TEXT ->
· · · · ·
The date was July 9, 1994.

That’s the day Gray Ghost Vineyards officially opened its doors.

The Virginia wine industry was starting to gain steam, and Gray Ghost was in the mix of the 42 wineries open at that point. Now, 25 years later and with the number of wineries up to 312, Amissville-based Gray Ghost is annually one of the most, if not the most, decorated wineries in the state.

Last year, Gray Ghost won 128 medals, including five best of class and 40 platinum, double gold and gold. That marked the 15th straight year it won more than 100 medals, all of which has come as a bit of a surprise to Al Kellert, who, along with his wife, Cheryl, owns and operates the winery.

“We had hoped to make it to 25 years, but we never really anticipated quite the success we have experienced as far as being recognized as one of the most-awarded wineries on the East Coast,” he said.

Kellert made his first wine 50 years ago as a fermentation experiment with the assistance of a college professor. He soon met and married Cheryl, and they continued their pursuit of grape growing and winemaking.

They eventually settled in Virginia, purchased land in Rappahannock County, and grew and sold grapes until they kept their 1993 crop, which would be used in their first wines the next year. They now produce about 3,200 cases annually.

“We had a real passion for winemaking,” Kellert said. “Our goal was to produce the finest wines we possibly could make in Virginia. It was this goal that resulted in our placing wines in competitions to see how we would measure up to already recognized superb wines from all over the world.”

Gray Ghost will have an anniversary celebration July 13-14, and Kellert said the attendees will have a different perspective than they did 25 years ago.
· · · · ·
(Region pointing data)
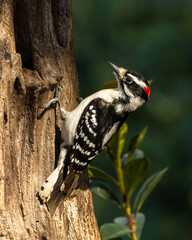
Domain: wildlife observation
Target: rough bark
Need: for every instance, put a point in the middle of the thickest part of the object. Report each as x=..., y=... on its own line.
x=36, y=53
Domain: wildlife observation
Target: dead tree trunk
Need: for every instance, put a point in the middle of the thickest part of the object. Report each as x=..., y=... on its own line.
x=36, y=53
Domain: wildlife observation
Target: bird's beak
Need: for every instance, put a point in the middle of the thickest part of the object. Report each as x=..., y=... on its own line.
x=114, y=67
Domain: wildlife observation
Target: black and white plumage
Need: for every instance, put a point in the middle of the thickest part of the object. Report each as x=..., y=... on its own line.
· · · · ·
ASSIGNED TASK A -> In the Gray Ghost article, how many medals did the winery win last year?
ASSIGNED TASK B -> Duplicate the stretch of the Gray Ghost article from "Kellert made his" through "3,200 cases annually.".
The entries are separate material, unrelated to the Gray Ghost article.

RESPONSE BOX A -> 128 medals.

RESPONSE BOX B ->
Kellert made his first wine 50 years ago as a fermentation experiment with the assistance of a college professor. He soon met and married Cheryl, and they continued their pursuit of grape growing and winemaking.

They eventually settled in Virginia, purchased land in Rappahannock County, and grew and sold grapes until they kept their 1993 crop, which would be used in their first wines the next year. They now produce about 3,200 cases annually.